Texto seleccionado:
De la Iglesia acierta con su particular aquelarre
Carlos Salas González
martes, 8 de octubre de 2013, 07:41 h (CET)
El director bilbaíno no defrauda a nadie en su última película. Su sello personal está presente de principio a fin del metraje: la mezcla paródica de géneros, el humor negro, lo grotesco, el ritmo trepidante, los personajes disparatados, la violencia enloquecida, lo excesivo...

Es cierto que 'Las brujas de Zugarramurdi' no llega a la grandeza de 'La comunidad' o 'El día de la bestia', pero también lo es que queda por encima de la mayoría de sus otros títulos. Es por ello que merezca la pena detenerse en sus virtudes más que en sus posibles defectos.

La secuencia inicial resulta magistral. Un grupo de atracadores ataviados con los disfraces más inverosímiles dan un golpe en plena Puerta del Sol. Desde el punto de vista formal y técnico es lo mejor de la película: gran montaje y ritmo endiablado. Además, ver a Bob Esponja acribillado por la policía es algo que no tiene precio. En efecto, el humor canalla del director se deja ver desde el primer minuto.

Datos:
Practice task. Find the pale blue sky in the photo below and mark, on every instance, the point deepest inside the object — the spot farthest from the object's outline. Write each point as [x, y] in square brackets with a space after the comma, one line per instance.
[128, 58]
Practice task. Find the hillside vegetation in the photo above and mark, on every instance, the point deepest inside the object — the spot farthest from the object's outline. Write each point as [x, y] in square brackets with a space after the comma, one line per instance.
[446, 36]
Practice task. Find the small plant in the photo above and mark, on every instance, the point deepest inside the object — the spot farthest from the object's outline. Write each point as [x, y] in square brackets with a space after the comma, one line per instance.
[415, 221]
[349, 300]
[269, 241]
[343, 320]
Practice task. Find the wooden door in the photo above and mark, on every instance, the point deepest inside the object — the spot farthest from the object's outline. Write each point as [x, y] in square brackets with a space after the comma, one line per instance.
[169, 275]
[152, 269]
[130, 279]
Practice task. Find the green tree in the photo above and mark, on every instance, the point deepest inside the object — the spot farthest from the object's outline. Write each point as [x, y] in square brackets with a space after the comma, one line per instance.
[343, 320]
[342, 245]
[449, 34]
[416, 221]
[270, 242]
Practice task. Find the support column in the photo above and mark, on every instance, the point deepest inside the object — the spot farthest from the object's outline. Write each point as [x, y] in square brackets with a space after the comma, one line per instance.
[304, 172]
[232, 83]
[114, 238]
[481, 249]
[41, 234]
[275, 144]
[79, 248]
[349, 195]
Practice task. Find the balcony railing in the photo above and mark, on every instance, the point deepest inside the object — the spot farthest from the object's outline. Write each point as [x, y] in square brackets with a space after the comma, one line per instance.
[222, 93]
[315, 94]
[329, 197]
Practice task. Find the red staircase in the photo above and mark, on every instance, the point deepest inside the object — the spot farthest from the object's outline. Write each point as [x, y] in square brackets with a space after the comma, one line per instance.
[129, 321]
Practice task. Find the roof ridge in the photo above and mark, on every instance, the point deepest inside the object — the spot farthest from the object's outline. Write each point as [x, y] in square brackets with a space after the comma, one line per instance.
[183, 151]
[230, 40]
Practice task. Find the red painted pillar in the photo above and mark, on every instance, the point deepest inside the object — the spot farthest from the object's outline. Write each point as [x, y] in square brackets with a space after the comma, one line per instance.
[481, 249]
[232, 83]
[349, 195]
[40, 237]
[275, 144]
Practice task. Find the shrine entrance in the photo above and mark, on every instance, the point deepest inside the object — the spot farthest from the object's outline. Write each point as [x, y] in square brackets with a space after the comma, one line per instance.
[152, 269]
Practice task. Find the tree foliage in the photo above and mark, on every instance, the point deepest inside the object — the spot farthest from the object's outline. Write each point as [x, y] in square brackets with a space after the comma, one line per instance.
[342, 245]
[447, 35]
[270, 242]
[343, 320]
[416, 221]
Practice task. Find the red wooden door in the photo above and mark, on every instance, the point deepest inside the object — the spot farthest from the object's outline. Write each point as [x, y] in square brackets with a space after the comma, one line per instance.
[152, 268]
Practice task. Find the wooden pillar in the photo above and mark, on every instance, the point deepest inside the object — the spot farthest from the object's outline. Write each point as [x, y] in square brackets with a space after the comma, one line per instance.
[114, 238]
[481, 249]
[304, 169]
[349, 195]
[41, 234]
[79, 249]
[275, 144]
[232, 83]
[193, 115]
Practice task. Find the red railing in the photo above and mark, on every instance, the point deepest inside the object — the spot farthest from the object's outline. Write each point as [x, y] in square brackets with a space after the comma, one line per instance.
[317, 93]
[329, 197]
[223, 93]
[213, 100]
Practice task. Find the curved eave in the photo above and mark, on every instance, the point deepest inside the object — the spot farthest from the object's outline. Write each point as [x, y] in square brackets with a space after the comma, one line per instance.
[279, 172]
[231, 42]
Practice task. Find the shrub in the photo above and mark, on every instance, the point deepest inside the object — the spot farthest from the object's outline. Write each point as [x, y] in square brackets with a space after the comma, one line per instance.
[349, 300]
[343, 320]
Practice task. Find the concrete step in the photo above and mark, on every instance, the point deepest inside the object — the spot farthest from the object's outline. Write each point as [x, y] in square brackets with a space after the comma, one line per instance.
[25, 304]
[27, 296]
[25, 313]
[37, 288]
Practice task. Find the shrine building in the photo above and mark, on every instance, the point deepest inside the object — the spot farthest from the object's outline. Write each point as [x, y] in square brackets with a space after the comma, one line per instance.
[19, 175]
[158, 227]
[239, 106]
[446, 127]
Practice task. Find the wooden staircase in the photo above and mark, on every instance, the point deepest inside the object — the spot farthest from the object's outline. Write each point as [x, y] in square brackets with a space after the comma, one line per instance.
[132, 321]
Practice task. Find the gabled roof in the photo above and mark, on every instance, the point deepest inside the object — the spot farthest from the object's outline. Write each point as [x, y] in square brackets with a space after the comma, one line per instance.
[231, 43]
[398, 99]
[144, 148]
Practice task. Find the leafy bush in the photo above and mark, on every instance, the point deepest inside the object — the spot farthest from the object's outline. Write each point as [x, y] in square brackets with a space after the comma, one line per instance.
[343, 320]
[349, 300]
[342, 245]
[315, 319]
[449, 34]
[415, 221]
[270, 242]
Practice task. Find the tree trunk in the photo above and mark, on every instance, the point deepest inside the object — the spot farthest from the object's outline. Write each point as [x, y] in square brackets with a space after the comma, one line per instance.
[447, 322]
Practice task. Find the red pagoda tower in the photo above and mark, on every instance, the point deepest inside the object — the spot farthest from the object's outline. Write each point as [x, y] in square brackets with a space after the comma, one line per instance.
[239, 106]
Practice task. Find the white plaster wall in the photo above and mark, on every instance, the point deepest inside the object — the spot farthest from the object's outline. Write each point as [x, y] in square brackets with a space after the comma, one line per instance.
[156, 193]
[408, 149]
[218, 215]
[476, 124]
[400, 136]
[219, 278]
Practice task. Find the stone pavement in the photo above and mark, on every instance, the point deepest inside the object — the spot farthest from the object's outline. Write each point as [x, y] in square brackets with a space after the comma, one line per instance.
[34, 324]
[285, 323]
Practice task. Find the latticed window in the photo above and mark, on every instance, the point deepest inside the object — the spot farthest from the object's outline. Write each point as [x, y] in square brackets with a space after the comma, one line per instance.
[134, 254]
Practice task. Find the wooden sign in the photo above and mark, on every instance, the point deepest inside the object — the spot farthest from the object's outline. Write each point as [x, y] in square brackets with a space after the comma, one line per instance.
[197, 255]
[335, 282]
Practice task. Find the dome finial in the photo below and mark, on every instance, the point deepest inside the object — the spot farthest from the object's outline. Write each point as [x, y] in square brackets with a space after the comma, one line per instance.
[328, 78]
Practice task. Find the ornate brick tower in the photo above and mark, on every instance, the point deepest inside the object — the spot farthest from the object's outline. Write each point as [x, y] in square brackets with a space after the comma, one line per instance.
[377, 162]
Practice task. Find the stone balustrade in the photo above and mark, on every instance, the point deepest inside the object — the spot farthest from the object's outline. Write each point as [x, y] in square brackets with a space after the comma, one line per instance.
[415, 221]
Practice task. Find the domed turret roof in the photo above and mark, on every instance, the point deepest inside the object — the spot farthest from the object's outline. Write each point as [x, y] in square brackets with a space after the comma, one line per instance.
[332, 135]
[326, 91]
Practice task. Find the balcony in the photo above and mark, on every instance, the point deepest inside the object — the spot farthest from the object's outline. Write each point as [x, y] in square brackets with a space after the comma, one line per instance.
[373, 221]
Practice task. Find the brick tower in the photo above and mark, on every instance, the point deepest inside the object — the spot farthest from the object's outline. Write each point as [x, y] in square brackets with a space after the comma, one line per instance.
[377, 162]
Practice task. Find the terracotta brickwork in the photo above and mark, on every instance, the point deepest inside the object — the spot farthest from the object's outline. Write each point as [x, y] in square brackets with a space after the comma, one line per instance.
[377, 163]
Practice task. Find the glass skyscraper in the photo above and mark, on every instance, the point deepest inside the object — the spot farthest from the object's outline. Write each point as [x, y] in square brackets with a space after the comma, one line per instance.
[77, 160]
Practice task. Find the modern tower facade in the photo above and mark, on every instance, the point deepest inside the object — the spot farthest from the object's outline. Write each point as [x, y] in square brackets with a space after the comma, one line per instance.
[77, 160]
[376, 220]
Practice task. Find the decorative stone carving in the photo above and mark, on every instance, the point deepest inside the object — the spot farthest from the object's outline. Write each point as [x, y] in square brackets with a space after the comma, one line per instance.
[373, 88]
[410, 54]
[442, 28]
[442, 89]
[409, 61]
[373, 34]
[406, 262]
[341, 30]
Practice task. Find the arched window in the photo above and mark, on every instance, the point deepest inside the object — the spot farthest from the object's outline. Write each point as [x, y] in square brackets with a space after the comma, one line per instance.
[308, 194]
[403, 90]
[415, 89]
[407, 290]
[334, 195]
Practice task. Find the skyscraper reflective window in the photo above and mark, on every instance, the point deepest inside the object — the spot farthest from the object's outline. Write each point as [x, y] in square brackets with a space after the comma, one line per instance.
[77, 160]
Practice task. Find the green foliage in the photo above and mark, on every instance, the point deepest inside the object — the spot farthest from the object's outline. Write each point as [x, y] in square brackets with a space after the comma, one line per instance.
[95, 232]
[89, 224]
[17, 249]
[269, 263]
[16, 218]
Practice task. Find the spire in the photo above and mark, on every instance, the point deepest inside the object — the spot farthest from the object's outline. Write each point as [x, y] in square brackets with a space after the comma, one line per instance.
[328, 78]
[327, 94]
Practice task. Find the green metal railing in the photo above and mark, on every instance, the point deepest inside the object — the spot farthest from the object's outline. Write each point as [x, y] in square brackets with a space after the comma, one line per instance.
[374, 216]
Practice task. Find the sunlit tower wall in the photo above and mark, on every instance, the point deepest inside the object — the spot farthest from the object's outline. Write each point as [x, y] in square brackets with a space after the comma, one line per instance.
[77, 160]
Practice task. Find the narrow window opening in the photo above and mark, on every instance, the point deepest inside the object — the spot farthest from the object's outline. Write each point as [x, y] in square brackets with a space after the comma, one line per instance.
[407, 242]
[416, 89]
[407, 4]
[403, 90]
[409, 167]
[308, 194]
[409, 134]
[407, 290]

Tareas pendientes:
A: Responde estas preguntas según la reseña:
(i) ¿A la grandeza de qué dos películas no llega 'Las brujas de Zugarramurdi'?
(ii) ¿En qué lugar dan el golpe los atracadores de la secuencia inicial?
(iii) ¿Qué personaje aparece acribillado por la policía?
B: Copia de la reseña, por favor, el fragmento que arranca en las palabras "La secuencia inicial" y se detiene justo después de "el primer minuto.".

Respuestas dadas:
A:
(i) 'La comunidad' y 'El día de la bestia'.
(ii) En plena Puerta del Sol.
(iii) Bob Esponja.

B:
La secuencia inicial resulta magistral. Un grupo de atracadores ataviados con los disfraces más inverosímiles dan un golpe en plena Puerta del Sol. Desde el punto de vista formal y técnico es lo mejor de la película: gran montaje y ritmo endiablado. Además, ver a Bob Esponja acribillado por la policía es algo que no tiene precio. En efecto, el humor canalla del director se deja ver desde el primer minuto.